TASK A => Copy the listing word for word, starting at its first line and stopping after the line that contains "rough mask: <svg". Leave the picture out of your copy.

EXERCISE PASSAGE =>
>>>
These days, security is being built into embedded applications at all levels, including the hardware. However, the wide range of encryption applications, standards, and protocols makes it difficult at best to create a universal platform. The tables on common encryption standards (Table 1) and common encrypted protocols (Table 2) give just a clue of the options available.
Hardware can address a host of security issues. For example, AES (Advanced Encryption Standard) encryption acceleration in Rabbit Semiconductor’s Rabbit 4000 can be used with an SSL stack. It speeds the process, but it only provides security for data being transmitted between the 8-bit microcontroller and another network device. It does not guarantee that the information is correct or from a particular source, only that it will move from point A to point B without being tampered with or viewed.
SSL/TLS provides endpoint authentication and encryption, but improper configurations can be susceptible to things like man-in-the-middle attack. Improper use of security software and hardware is the main reason developers need to be aware of its use as well as misuse. Simply putting something in hardware does not mean an approach will be useful in the long run. The SDMI (Secure Digital Music Initiative), a digital rights management (DRM) scheme, used a hardware-based key system to implement a digital watermarking scheme. SDMI was flawed and has since disappeared into the archives of the Internet. It is on par with the Content Scrambling System (CSS) used with DVD movies.
Securing the base
SDMI started from the right point with a unique, unalterable key. But normally, this must be surrounded by more hardware to prevent tampering. For many systems where physical security is not an issue, platforms such as the Trusted Computing Group’s TPM (Trusted Platform Module) can provide the basis for a secure system.
Initially implemented as separate and secure chips, many TPMs were incorporated into PC motherboards such as IBM laptops. VIA Technologies implemented a version called Padlock that adds features like AES encryption. These types of platforms can support operating- system features such as Vista’s BitLocker, an encrypting file system.
Zilog’s 32-bit ARM922T-based Zatara microcontroller highlights most of the options required for securing a microcontroller, including a secure boot ROM and tamperdetection support (Fig. 1). In particular, there is a 40-kbyte secure RAM that will be zeroed if the tamper-detection circuits are attacked.
Tamper detection is not new. But it is becoming more common and moving up the food chain to larger processors. Most 64-bit processors are mated with external hardware to address this problem, as with a TPM. Yet securing a system from the inside out is critical to a fully secure system.
<<<
DATA FOR ANALYSIS =>
>>>
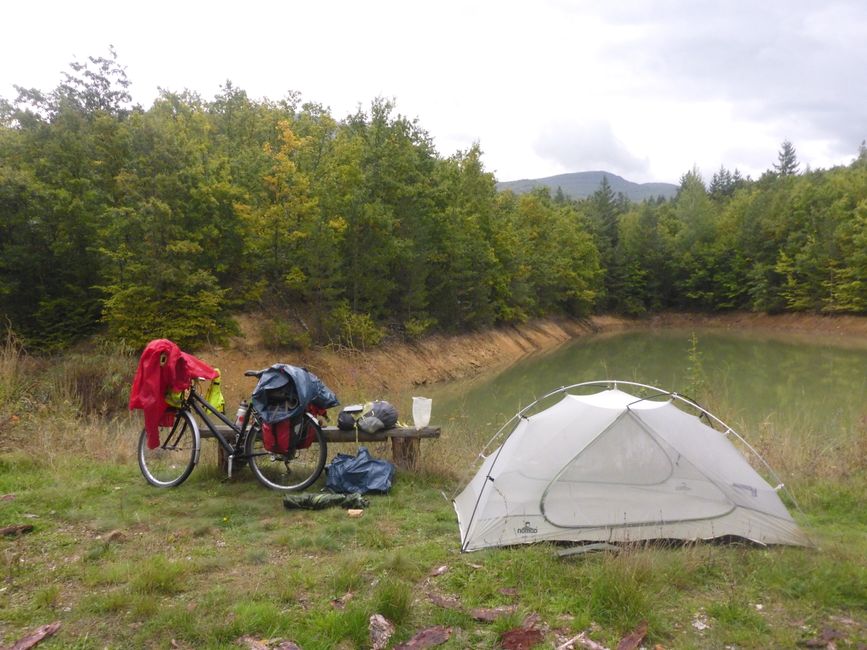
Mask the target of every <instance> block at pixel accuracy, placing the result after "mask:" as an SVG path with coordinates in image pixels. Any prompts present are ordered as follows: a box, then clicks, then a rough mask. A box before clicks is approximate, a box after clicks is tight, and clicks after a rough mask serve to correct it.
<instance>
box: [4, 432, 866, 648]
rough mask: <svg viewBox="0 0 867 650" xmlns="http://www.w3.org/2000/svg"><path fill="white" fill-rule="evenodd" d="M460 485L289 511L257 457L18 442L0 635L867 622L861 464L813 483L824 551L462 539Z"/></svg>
mask: <svg viewBox="0 0 867 650" xmlns="http://www.w3.org/2000/svg"><path fill="white" fill-rule="evenodd" d="M128 443H129V444H131V443H132V441H131V439H130V440H129V441H128ZM454 488H455V484H454V483H453V481H451V480H446V479H442V478H439V477H437V476H435V475H431V474H425V475H421V476H416V475H406V474H400V475H399V476H398V479H397V482H396V485H395V489H394V490H393V493H392V494H390V495H388V496H380V497H373V498H372V503H371V506H370V508H369V509H368V510H367V511H366V512H365V516H364V517H362V518H361V519H349V518H347V516H346V514H345V513H344V511H342V510H339V509H338V510H325V511H317V512H298V511H286V510H284V509H283V508H282V504H281V501H280V497H279V495H276V494H274V493H270V492H268V491H266V490H264V489H263V488H261V487H260V486H259V485H258V484H257V483H256V482H255V481H254V480H253V479H252V477H251V476H250V475H249V473H242V474H239V475H238V476H237V477H236V478H234V479H233V480H231V481H223V480H221V478H220V477H218V476H217V475H216V473H215V472H213V471H205V468H199V469H198V470H197V471H196V472H194V473H193V475H192V477H191V478H190V480H189V481H188V482H187V483H186V484H184V485H183V486H182V487H180V488H178V489H175V490H156V489H154V488H151V487H149V486H147V485H146V484H145V483H144V480H143V479H142V478H141V477H140V476H139V475H138V472H137V467H136V466H135V465H134V464H131V463H120V464H119V463H109V462H105V461H93V460H90V459H86V458H84V457H67V458H65V459H64V460H58V459H54V460H53V461H51V462H46V461H43V460H42V459H38V458H34V457H33V456H31V455H29V454H24V453H15V454H10V453H7V454H4V455H3V456H2V457H0V493H2V494H14V495H15V496H14V499H12V500H9V501H3V502H0V503H2V505H0V525H7V524H11V523H18V522H29V523H33V524H34V525H35V531H34V532H33V533H31V534H29V535H25V536H22V537H20V538H9V539H3V540H2V541H0V546H2V549H0V550H2V566H0V574H2V581H0V582H2V587H0V589H2V591H0V611H2V612H3V613H2V616H0V639H2V641H3V642H6V643H8V642H11V641H12V640H14V639H15V638H17V637H19V636H21V635H23V633H24V632H25V631H26V630H29V629H31V628H34V627H37V626H39V625H42V624H45V623H47V622H50V621H53V620H60V621H62V622H63V627H62V628H61V631H60V633H59V634H58V635H57V637H56V638H55V639H54V640H53V641H52V642H51V643H53V644H54V645H55V646H56V647H106V646H107V647H168V646H169V645H171V644H172V643H173V642H174V643H175V644H176V645H178V646H180V647H189V648H208V647H214V648H217V647H228V646H232V645H233V644H234V643H235V641H236V640H237V639H239V638H240V637H242V636H245V635H252V636H255V637H257V638H276V637H280V638H289V639H292V640H294V641H295V642H296V643H298V644H300V645H301V646H302V647H303V648H306V649H309V648H334V647H344V648H356V647H358V648H363V647H367V644H368V631H367V627H368V619H369V617H370V615H371V614H373V613H381V614H383V615H384V616H386V617H387V618H389V619H390V620H391V621H392V622H394V623H395V625H396V627H397V632H396V633H395V636H394V640H395V642H397V641H405V640H407V639H408V638H410V637H411V636H412V635H413V634H414V633H415V632H417V631H418V630H420V629H422V628H425V627H428V626H433V625H446V626H449V627H451V628H452V629H453V633H452V638H451V639H450V641H449V642H448V643H447V644H446V645H445V646H443V647H448V648H466V647H471V646H472V647H496V645H497V638H498V635H499V634H500V633H502V632H504V631H505V630H506V629H508V628H510V627H513V626H515V625H518V624H520V623H521V621H522V620H524V618H525V617H526V616H528V615H530V614H537V615H539V616H540V617H541V619H542V620H543V621H544V622H545V623H546V624H547V625H548V626H549V627H550V628H552V630H553V631H552V632H550V633H549V634H548V637H547V640H546V645H545V646H543V647H551V645H552V643H553V642H554V639H555V636H556V635H557V634H560V635H561V636H567V635H574V634H577V633H578V632H579V631H582V630H586V629H592V630H594V631H593V632H592V634H591V636H592V637H593V638H594V639H596V640H597V641H599V642H602V643H606V644H608V645H609V646H616V644H617V641H618V639H619V638H620V637H621V635H623V634H625V633H627V632H628V631H630V630H631V629H633V628H634V627H635V626H636V625H638V623H639V622H640V621H642V620H646V621H648V623H649V629H650V634H649V637H648V641H649V642H652V643H660V644H662V645H664V646H665V647H676V648H681V647H683V648H691V647H695V648H707V647H723V646H724V645H736V646H737V647H743V648H768V647H794V646H795V645H797V644H798V643H799V642H802V641H805V640H808V639H811V638H813V637H815V636H817V635H818V634H820V633H821V632H822V630H824V629H825V628H828V627H830V628H833V629H836V630H837V631H839V632H840V633H841V635H843V639H842V641H839V642H838V647H857V646H858V643H864V642H867V627H865V613H867V612H865V609H867V607H865V604H867V569H865V566H864V562H863V559H864V557H865V556H867V541H865V540H867V518H865V514H864V512H863V507H862V506H861V504H863V497H864V495H865V493H867V486H865V484H864V481H863V480H862V481H861V482H855V481H850V482H847V483H840V484H835V485H830V484H817V486H816V490H817V494H819V493H821V494H824V495H825V496H824V500H822V501H820V500H818V497H817V500H816V501H815V502H813V503H811V504H810V507H809V508H808V509H807V511H806V512H807V515H806V518H805V520H804V521H803V523H804V524H805V525H806V527H807V528H808V529H809V530H810V531H811V532H812V533H813V534H814V537H815V538H816V539H817V541H818V543H819V546H820V549H819V550H818V551H817V550H814V549H787V548H772V549H757V548H752V547H747V546H732V545H728V546H723V545H712V544H700V545H694V546H685V547H678V548H666V547H659V546H653V545H645V546H638V547H635V548H631V549H627V550H625V551H624V552H622V553H620V554H618V555H597V556H593V557H587V558H584V559H582V560H561V559H557V558H556V556H555V554H554V550H555V549H554V548H553V547H550V546H546V545H539V546H533V547H526V548H518V549H499V550H492V551H486V552H480V553H473V554H467V555H461V554H460V553H459V550H458V536H457V526H456V523H455V518H454V514H453V511H452V509H451V505H450V503H449V502H448V501H447V500H446V499H444V498H443V495H442V493H443V492H445V493H447V494H450V493H451V492H452V491H453V489H454ZM814 507H815V510H814V509H813V508H814ZM443 565H445V566H448V567H449V568H448V570H447V571H446V572H445V573H444V574H442V575H439V576H436V577H433V576H431V575H430V574H431V572H432V570H433V569H435V568H436V567H440V566H443ZM436 596H441V597H453V598H455V599H456V602H457V603H459V605H457V606H455V607H454V608H449V607H443V606H440V605H437V604H435V602H434V601H433V600H432V597H436ZM505 606H508V607H512V608H514V611H513V613H512V614H510V615H508V616H506V617H505V618H504V619H503V620H500V621H498V622H496V623H493V624H488V623H480V622H477V621H476V620H474V619H473V617H472V615H471V612H472V610H473V609H474V608H482V607H484V608H494V607H505ZM699 621H704V623H705V624H706V625H707V626H708V627H707V628H706V629H701V630H699V629H697V627H696V625H697V624H698V622H699ZM699 627H701V626H700V625H699Z"/></svg>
<<<
TASK B => Turn the paragraph in the embedded security text that begins "Hardware can address a host of security issues" into a short bulleted list that keeps its main facts.

ANSWER BOX A =>
Mask the target of every <instance> block at pixel accuracy, placing the result after "mask:" as an SVG path with coordinates in image pixels. Any prompts present are ordered as follows: a box, then clicks, then a rough mask. A box before clicks is approximate, a box after clicks is tight, and clicks after a rough mask serve to correct it.
<instance>
box: [4, 432, 866, 648]
rough mask: <svg viewBox="0 0 867 650" xmlns="http://www.w3.org/2000/svg"><path fill="white" fill-rule="evenodd" d="M460 485L289 511L257 457L18 442L0 635L867 622L861 464L813 483L824 551L462 539Z"/></svg>

ANSWER BOX B =>
- Hardware can address many security issues.
- For example, AES encryption acceleration in Rabbit Semiconductor's Rabbit 4000 can be used with an SSL stack to speed up the process.
- It only secures data sent between the 8-bit microcontroller and another network device.
- It makes sure data moves from point A to point B without being tampered with or viewed, but not that the data is correct or comes from a particular source.